*** Page excerpt ***

Hey Trader Joe’s: Less plastic with my food, please
For many years, Trader Joe’s was my main stop for groceries, booze and dog food. But as I wrote more about the environmental cost of single-use plastic I started noticing my how much plastic I was bringing home as part the weekly Trader Joe’s haul — and was appalled.
American grocery stores in general sell a tremendous amount of products encased in some sort of plastic packaging. But Trader Joe’s, it seemed, had taken it to a whole new, horrifying level: Persian cucumbers entombed in hard plastic shells. Tomatoes ensconced in crinkly plastic bags. Individually wrapped tea bags. Greeting cards encased in protective plastic film. For crying out loud, that’s not even food!
So my Trader Joe’s runs tapered off to occasional jaunts for wine and the few things I couldn’t find elsewhere (hello, blue cheese mustard). Now I rely on farmers markets for the bulk of my groceries, which still push way too much plastic on customers, in my opinion, and grocery stores with bulk grains and seed bins that don’t mind if you fill up with reusable bags from home.
I’m not the only customer who has been turned off by the chain’s volume of plastic packaging. In the Feb. 4 edition of the “Inside Trader Joe’s” podcast, a crew member at the Silver Lake store said that when people find out where she works, “their first thing is always, ‘Oh my God, I love Trader Joe’s.’ And the second thing is, ‘Why do you use so much plastic?’”

*** End of Page excerpt ***

Work request A: Copy the passage of the Trader Joe's plastic piece starting at "So my Trader" and ending at "bags from home.".
Work request B: Decide whether each statement agrees with the Trader Joe's plastic piece, answering yes or no and quoting the deciding words: (i) the writer now buys most groceries at farmers markets; (ii) the crew member on the podcast works at the Silver Lake store; (iii) the writer no longer shops at Trader Joe's at all.
The material is separate from the Trader Joe's plastic piece.

*** Raw data ***

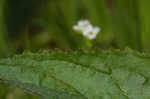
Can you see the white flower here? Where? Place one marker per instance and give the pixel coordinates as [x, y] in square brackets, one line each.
[87, 29]
[81, 25]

*** End of Raw data ***

Written answer A:
So my Trader Joe’s runs tapered off to occasional jaunts for wine and the few things I couldn’t find elsewhere (hello, blue cheese mustard). Now I rely on farmers markets for the bulk of my groceries, which still push way too much plastic on customers, in my opinion, and grocery stores with bulk grains and seed bins that don’t mind if you fill up with reusable bags from home.

Written answer B:
(i) Yes: "Now I rely on farmers markets for the bulk of my groceries"
(ii) Yes: "a crew member at the Silver Lake store"
(iii) No: "my Trader Joe’s runs tapered off to occasional jaunts for wine and the few things I couldn’t find elsewhere"